> **Recorded data**:
○ ○ ○
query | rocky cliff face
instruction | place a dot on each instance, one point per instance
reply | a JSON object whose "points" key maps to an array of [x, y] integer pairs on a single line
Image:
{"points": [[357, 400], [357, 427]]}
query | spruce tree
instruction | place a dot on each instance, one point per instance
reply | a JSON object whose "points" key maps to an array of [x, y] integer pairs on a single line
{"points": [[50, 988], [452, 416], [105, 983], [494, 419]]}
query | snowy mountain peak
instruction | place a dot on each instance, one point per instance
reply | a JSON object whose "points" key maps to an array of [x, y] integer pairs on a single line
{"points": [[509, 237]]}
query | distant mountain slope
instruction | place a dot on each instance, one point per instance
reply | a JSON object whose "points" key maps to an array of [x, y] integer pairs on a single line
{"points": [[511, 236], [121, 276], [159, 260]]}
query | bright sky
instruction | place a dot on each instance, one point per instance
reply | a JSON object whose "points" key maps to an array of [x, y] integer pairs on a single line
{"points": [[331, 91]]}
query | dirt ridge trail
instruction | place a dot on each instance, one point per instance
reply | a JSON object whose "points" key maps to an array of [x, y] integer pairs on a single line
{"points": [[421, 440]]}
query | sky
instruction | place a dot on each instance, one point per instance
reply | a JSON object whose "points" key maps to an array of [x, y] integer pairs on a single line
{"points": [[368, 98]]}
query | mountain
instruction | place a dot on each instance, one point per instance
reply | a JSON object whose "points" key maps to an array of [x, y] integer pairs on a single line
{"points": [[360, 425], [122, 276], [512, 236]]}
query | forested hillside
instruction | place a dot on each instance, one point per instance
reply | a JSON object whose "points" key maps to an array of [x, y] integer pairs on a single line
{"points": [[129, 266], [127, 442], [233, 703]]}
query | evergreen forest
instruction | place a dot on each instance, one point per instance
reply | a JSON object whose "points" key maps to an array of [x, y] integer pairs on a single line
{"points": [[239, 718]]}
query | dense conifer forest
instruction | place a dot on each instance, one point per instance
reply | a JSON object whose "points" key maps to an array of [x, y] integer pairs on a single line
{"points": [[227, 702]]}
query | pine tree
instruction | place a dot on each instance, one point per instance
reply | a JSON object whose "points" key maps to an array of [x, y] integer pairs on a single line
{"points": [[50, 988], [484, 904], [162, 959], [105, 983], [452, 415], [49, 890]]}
○ ○ ○
> **What to produce**: Each record above should be output again exactly.

> **Output for this task**:
query | rocky cliff face
instruction | place a dot on each instance, one point per instance
reply | a JSON object whose "points" key maps to an array of [x, y] integer pairs on a single line
Image:
{"points": [[357, 400], [357, 427]]}
query | spruce tree
instruction | place a dot on each instance, one point per instance
reply | a JSON object whose "points" key maps to an array of [x, y] integer pairs on a single line
{"points": [[50, 988], [452, 416], [105, 983], [494, 419]]}
query | snowy mountain peak
instruction | place a dot on each instance, one point per instance
reply | a JSON object whose "points" key maps to an array of [x, y] integer pairs on a single line
{"points": [[509, 237]]}
query | distant mountain slope
instruction | place a dot on each instance, one point per instance
reply | a JSON object whose "points" key maps to an array of [x, y] integer pairs on a single line
{"points": [[511, 236], [121, 276], [159, 260]]}
query | bright sky
instruction | place a dot on each instance, one point per instance
reply | a JSON object whose "points" key maps to an array of [x, y] integer pairs on a single line
{"points": [[331, 91]]}
query | dirt ridge trail
instruction | place a dot on each instance, one point per instance
reply | a JSON object whose "points" key maps to an array of [x, y] integer pairs on a single line
{"points": [[421, 440]]}
query | sky
instruction | place a dot on each instance, one point per instance
reply | a JSON object whose "points" key maps to an array of [x, y] integer pairs on a single line
{"points": [[368, 98]]}
query | mountain
instruction | place a dot on each instance, one point per instance
reply | a JSON object whose "points" key maps to an array of [x, y] integer pairs on a single line
{"points": [[360, 425], [122, 276], [512, 236]]}
query | forested hillside
instruction | place a dot on each instance, one point per instance
reply | a JSON object whose "points" key maps to an array of [x, y] integer pairs on a single line
{"points": [[129, 266], [127, 442], [233, 703]]}
query | evergreen forest
instruction | place a dot on each instance, one point per instance
reply | a JSON object whose "points" key maps to an array of [x, y] integer pairs on a single line
{"points": [[239, 718]]}
query | dense conifer forest
instruction | place a dot on each instance, one point per instance
reply | a JSON object whose "points" key maps to an array of [x, y] integer pairs on a single line
{"points": [[227, 702]]}
query | pine tree
instruction | place a dot on each instance, one point per instance
reply | a JSON object whose "points" key maps to an array of [x, y] integer pairs on a single line
{"points": [[50, 988], [484, 904], [162, 959], [105, 983], [452, 415], [49, 890]]}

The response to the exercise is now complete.